◆ Instructions for the task
Each record, minus any picture, should be returned exactly as written.
───── Material provided ─────
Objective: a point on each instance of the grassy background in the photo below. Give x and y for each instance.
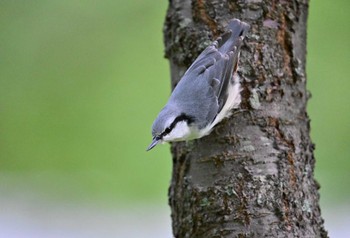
(81, 82)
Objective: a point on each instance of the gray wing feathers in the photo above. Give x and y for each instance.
(215, 66)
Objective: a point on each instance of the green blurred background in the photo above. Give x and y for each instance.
(82, 81)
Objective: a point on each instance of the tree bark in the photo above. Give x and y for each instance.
(253, 175)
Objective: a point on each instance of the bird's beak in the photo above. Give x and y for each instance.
(154, 143)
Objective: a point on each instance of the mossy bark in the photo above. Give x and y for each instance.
(253, 175)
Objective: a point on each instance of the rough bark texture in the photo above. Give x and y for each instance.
(253, 176)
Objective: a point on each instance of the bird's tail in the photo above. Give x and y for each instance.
(233, 36)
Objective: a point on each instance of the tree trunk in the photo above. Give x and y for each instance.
(253, 175)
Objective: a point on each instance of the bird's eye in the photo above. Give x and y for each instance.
(167, 130)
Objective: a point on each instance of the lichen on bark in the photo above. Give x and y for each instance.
(253, 176)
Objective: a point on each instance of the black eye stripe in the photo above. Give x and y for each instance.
(182, 117)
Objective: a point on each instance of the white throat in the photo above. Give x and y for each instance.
(180, 132)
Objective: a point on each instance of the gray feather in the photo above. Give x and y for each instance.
(214, 66)
(202, 91)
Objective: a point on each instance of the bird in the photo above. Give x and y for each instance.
(206, 93)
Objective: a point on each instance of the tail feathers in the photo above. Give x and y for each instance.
(233, 37)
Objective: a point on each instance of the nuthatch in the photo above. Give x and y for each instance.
(207, 92)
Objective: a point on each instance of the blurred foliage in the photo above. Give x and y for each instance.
(82, 81)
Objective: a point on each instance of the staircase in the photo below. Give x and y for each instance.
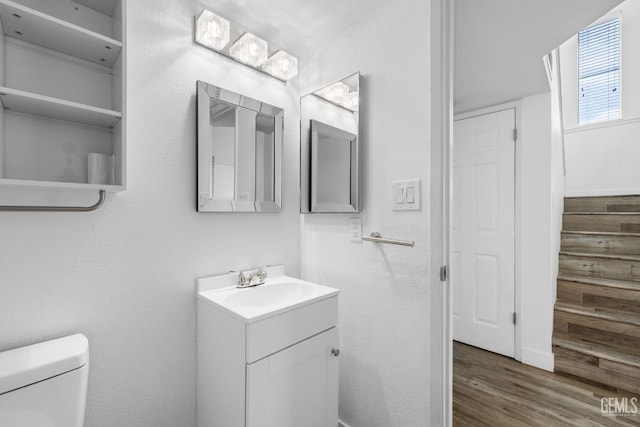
(597, 313)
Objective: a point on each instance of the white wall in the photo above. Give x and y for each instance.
(601, 159)
(535, 233)
(125, 274)
(384, 315)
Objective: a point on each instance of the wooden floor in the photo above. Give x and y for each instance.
(492, 390)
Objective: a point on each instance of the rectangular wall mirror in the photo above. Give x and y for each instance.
(329, 148)
(239, 152)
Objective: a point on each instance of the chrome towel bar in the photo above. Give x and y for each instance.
(376, 237)
(101, 198)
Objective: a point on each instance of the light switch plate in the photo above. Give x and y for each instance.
(411, 195)
(355, 229)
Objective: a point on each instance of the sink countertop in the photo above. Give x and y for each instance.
(279, 293)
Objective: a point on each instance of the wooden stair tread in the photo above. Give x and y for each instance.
(612, 315)
(601, 233)
(596, 281)
(598, 350)
(602, 256)
(604, 213)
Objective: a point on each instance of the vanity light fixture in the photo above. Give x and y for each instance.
(214, 32)
(249, 49)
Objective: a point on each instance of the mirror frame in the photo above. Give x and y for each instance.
(307, 204)
(205, 202)
(317, 129)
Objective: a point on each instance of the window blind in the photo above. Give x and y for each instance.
(599, 72)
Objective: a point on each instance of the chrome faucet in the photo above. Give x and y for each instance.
(247, 279)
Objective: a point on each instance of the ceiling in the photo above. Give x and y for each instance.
(499, 45)
(294, 25)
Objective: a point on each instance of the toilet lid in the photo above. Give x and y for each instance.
(23, 366)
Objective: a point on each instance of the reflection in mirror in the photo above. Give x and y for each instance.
(239, 152)
(329, 165)
(334, 155)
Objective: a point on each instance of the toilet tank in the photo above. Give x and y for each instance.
(45, 384)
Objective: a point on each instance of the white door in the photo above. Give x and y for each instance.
(297, 386)
(482, 235)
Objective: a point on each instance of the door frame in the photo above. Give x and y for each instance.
─────
◆ Answer section
Objective: a point on each instance of the grassy background in the photo below. Give x and y for each instance.
(81, 82)
Objective: a point on each instance of the gray wing feathers in the photo above. Give x and y for each instance.
(215, 66)
Objective: a point on each instance of the green blurred background in the photo above. Give x and y for each instance.
(82, 81)
Objective: a point on each instance of the tree bark in the photo above. Give x and y for each instance.
(253, 175)
Objective: a point on each instance of the bird's beak in the photo above. Give x and y for each instance.
(154, 143)
Objective: a point on each instance of the mossy bark in the photo above. Give x and y for each instance.
(253, 175)
Objective: a point on each instance of the rough bark texture in the photo above. Give x and y for each instance.
(253, 176)
Objective: a point on each instance of the bird's tail in the photo above. Give x and y for each instance.
(233, 36)
Objective: a point on each instance of the tree trunk in the photo above. Give x and y for each instance.
(253, 175)
Objective: a point on each instance of the bird's eye in the photo above. Give x and y for each instance.
(167, 130)
Objective: a point on each instance of the lichen on bark in the photo above. Give x and y for each instance.
(253, 176)
Objective: a point on each instance of the black eye stripe in the photo above. Give x and y for each instance.
(182, 117)
Objective: a point on each instance of the white throat in the photo above. Give x and y for each instance.
(180, 132)
Objective: a point on each instance of the gray feather in the photo above. Give x and y for each instance.
(214, 66)
(202, 91)
Objective: a point on each instance of the bird in the photo above. Give x and y for each instance.
(206, 93)
Objective: a point on each instance of the tail feathers in the photo above. Give x and y for each instance.
(233, 37)
Objective: a point on each instance of the nuthatch in the photo above. Give x and y for each instance.
(207, 92)
Objective: a point on each instance of the blurred foliage in the photo above. Give x and y for each instance.
(82, 81)
Objective: a point on each instance of the staircase in the photo below. Give x and y for each instance.
(597, 313)
Objective: a point on each instance of the white wall in the photo above. Give x and y for each instance.
(601, 159)
(535, 233)
(125, 274)
(384, 315)
Objective: a point on each instance of the wooden floor in the photo above. Give x and y for each instance.
(492, 390)
Objective: a point on each instance of the rectangular wall mirror in the photo above. Give x and y for each instance.
(329, 148)
(239, 152)
Objective: a point on each instance of the chrome towel bar in the photo above. Give x and y for each instance.
(376, 237)
(101, 198)
Objective: a point on each instance of the light switch plate in the photo above. Give x and y for each instance.
(411, 195)
(355, 229)
Objective: a point on each instance of the sink countertop in the photo above. Give x and y for each instance.
(279, 293)
Objective: a point on each instance of the wooden stair tread in the photo above. Give x and y for each instance.
(612, 315)
(601, 233)
(596, 281)
(598, 350)
(602, 256)
(604, 213)
Objective: a point on each instance of the vanity light fixture in the photo above. Give x and y for each instance.
(214, 32)
(249, 49)
Objective: a point on each instance of the mirror frame in the photo above. Give x and y for each instance.
(307, 204)
(205, 202)
(317, 129)
Objective: a point on each instance of the window blind in the photo above. Give x and y for each instance.
(599, 72)
Objective: a point on each instance of the chrome faucet in the photo above. Give x and y for each instance.
(247, 279)
Objective: a point on each instance of the ceiling in the photo above. Give x and y for each instance.
(499, 45)
(294, 25)
Objective: a point on each instance of the toilet lid in the photo above. Give x and y for each instance.
(23, 366)
Objective: a point on each instance of the reflection in mirror in the photo above. Give x and y for each instance.
(239, 152)
(329, 165)
(334, 155)
Objective: a point on each instance of the toilet tank in the photo above. Give x and y for each instance.
(45, 384)
Objective: a point on each instance of the white door in the photo above. Give x and y for each instance.
(297, 386)
(482, 235)
Objective: a point on each instance of the door frame in the photo above. Give x and y for each instance.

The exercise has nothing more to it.